# ИСХОДНЫЙ ТЕКСТ
* * *
ЗАЧЕМ БОГ ПОСАДИЛ В САДУ ДЕРЕВО ПОЗНАНИЯ?
Иногда матросам, особенно Меелису, с которым мы часто беседуем о Боге и Библии, кажется, что я знаю ответы на все вопросы. Но это не так. Сегодня, например, Меелис спросил меня:
— Слушай, а зачем Бог посадил в саду Эдемском дерево познания добра и зла?
— Не знаю, — отвечаю смущенно. — Откуда мне знать?!
Через короткое время, может быть, даже в тот же день, я, как обычно, ухожу на чердак слушать христианские радиопередачи. Я уже настолько привык к моему старенькому, со сломанным указателем частоты, приемнику, что узнаю станции в темноте по шумам глушилок и позывным.
В этот вечер я опять слушаю передачи из Монте-Карло. Проповедует Ярл Николаевич Пейсти. После своего обычного, очень бодрого, приветствия он задает радиослушателям вопрос: «Зачем, думаешь ты, Бог посадил в саду Эдемском дерево познания добра и зла?» У меня аж дыхание перехватило и по спине мурашки пошли от такого явного ответа Господа на вопрос моего друга.
* * *
# ПОСТАВЛЕННАЯ ЗАДАЧА 1
Перепишите дословно фрагмент исходного текста: всё от слов «ЗАЧЕМ БОГ ПОСАДИЛ В САДУ ДЕРЕВО» вниз до слов «зачем Бог посадил в саду Эдемском дерево познания добра и зла?».
# ПОСТАВЛЕННАЯ ЗАДАЧА 2
Ответьте по исходному тексту на следующие вопросы:
(a) Кто задал рассказчику вопрос о дереве познания добра и зла?
(b) Куда рассказчик уходит слушать христианские радиопередачи?
(c) Кто проповедовал в передаче из Монте-Карло?
# ПОСТАВЛЕННАЯ ЗАДАЧА 3
Объясните, опираясь на исходный текст, почему у рассказчика перехватило дыхание во время передачи из Монте-Карло.

# ИСХОДНЫЕ ДАННЫЕ
* * *
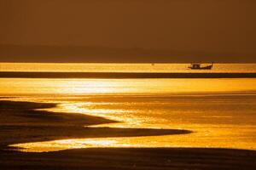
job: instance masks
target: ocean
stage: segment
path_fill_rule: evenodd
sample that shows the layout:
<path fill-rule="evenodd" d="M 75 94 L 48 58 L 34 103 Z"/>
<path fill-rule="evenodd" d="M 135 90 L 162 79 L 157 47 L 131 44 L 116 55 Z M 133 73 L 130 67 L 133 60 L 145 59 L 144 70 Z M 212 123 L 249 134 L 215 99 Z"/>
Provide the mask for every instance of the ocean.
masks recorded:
* * *
# ОТВЕТ 1
ЗАЧЕМ БОГ ПОСАДИЛ В САДУ ДЕРЕВО ПОЗНАНИЯ?
Иногда матросам, особенно Меелису, с которым мы часто беседуем о Боге и Библии, кажется, что я знаю ответы на все вопросы. Но это не так. Сегодня, например, Меелис спросил меня:
— Слушай, а зачем Бог посадил в саду Эдемском дерево познания добра и зла?

# ОТВЕТ 2
(a) Меелис.
(b) На чердак.
(c) Ярл Николаевич Пейсти.

# ОТВЕТ 3
Проповедник Ярл Николаевич Пейсти задал радиослушателям тот же вопрос, который незадолго до этого задал Меелис: зачем Бог посадил в саду Эдемском дерево познания добра и зла. Рассказчик воспринял это как явный ответ Господа на вопрос своего друга.